A B. recorreu daquele acórdão para o Pleno da Secção do Contencioso Administrativo. E, em acórdão de 5 de Março de 1997, o Pleno da Secção concedeu provimento ao recurso. Com os seguintes fundamentos:
'(...) o único vício que, no recurso contencioso, se atribuiu ao acto que admitiu B., ao Concurso Público para Atribuição de Alvarás de Licenciamento para Exercício da Actividade de Radiodifusão Sonora e a graduou em
1º lugar, atribuindo-lhe o alvará respectivo foi o que se apontou como decorrendo da falta de personalidade jurídica desta candidata, cuja escritura de constituição é posterior ao encerramento do prazo de concurso.
A Secção deu acolhimento à arguição e anulou o acto com fundamento em violação de lei.
É contra tal decisão que a ora recorrente se insurge.
E com razão, diga-se desde já.
Ao concurso em causa, de acordo com o disposto no artigo 2º nº 1 do DL 338/88, de 28/9, poderiam candidatar-se pessoas colectivas de direito público ou operadores privados que revestissem a forma jurídica de pessoas colectivas.

····················

● **Tarefa curta A**
Reescreva o trecho da listagem que vai da linha que contém "Where can the bare" até o fim da listagem, trocando "Target" por "Label" e mantendo todo o resto inalterado.
O excerto e a listagem provêm de fontes distintas.

····················

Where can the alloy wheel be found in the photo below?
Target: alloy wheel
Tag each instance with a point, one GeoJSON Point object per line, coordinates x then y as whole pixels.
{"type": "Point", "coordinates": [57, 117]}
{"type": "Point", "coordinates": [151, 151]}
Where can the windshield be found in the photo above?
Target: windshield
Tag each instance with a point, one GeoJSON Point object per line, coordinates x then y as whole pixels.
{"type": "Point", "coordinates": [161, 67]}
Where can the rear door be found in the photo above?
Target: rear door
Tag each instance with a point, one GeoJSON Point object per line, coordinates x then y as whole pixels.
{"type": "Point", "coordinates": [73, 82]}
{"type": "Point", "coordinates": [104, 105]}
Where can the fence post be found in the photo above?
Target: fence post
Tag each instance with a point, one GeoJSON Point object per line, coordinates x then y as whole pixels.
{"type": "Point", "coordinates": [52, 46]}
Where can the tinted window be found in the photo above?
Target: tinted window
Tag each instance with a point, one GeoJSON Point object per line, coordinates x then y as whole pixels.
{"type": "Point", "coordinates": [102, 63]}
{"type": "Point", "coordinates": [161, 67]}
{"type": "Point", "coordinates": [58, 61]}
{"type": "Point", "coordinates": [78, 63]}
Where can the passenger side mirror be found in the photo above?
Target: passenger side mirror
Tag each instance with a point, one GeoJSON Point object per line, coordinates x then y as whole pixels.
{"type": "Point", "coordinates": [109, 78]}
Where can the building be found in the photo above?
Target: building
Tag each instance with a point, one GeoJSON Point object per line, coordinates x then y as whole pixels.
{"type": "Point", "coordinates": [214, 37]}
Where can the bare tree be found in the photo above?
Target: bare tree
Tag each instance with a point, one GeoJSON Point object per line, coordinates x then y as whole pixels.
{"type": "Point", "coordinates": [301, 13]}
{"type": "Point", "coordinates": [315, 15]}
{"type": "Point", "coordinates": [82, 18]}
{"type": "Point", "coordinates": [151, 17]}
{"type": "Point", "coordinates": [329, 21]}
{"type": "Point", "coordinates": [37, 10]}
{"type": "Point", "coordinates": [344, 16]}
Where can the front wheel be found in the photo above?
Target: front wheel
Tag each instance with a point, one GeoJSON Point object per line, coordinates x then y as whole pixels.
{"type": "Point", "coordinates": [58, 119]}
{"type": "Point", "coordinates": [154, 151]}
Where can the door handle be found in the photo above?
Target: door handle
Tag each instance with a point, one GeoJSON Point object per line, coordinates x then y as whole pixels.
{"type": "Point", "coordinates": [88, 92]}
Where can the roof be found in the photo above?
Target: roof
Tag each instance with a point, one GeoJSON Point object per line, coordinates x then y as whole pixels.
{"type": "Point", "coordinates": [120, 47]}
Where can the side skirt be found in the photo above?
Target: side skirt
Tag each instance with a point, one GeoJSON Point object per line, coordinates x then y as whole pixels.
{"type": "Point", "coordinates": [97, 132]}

····················

● **Tarefa curta B**
Traduza para o inglês esta frase do excerto: "A Secção deu acolhimento à arguição e anulou o acto com fundamento em violação de lei."

● **Resultado esperado A**
Where can the bare tree be found in the photo above?
Label: bare tree
Tag each instance with a point, one GeoJSON Point object per line, coordinates x then y as whole pixels.
{"type": "Point", "coordinates": [301, 13]}
{"type": "Point", "coordinates": [315, 15]}
{"type": "Point", "coordinates": [82, 18]}
{"type": "Point", "coordinates": [151, 17]}
{"type": "Point", "coordinates": [329, 21]}
{"type": "Point", "coordinates": [37, 10]}
{"type": "Point", "coordinates": [344, 16]}
Where can the front wheel be found in the photo above?
Label: front wheel
Tag each instance with a point, one GeoJSON Point object per line, coordinates x then y as whole pixels.
{"type": "Point", "coordinates": [58, 119]}
{"type": "Point", "coordinates": [154, 151]}
Where can the door handle be found in the photo above?
Label: door handle
Tag each instance with a point, one GeoJSON Point object per line, coordinates x then y as whole pixels.
{"type": "Point", "coordinates": [88, 92]}
Where can the roof be found in the photo above?
Label: roof
Tag each instance with a point, one GeoJSON Point object per line, coordinates x then y as whole pixels.
{"type": "Point", "coordinates": [120, 47]}
Where can the side skirt be found in the photo above?
Label: side skirt
Tag each instance with a point, one GeoJSON Point object per line, coordinates x then y as whole pixels.
{"type": "Point", "coordinates": [97, 132]}

● **Resultado esperado B**
The Section upheld the objection and annulled the act on the ground of a violation of law.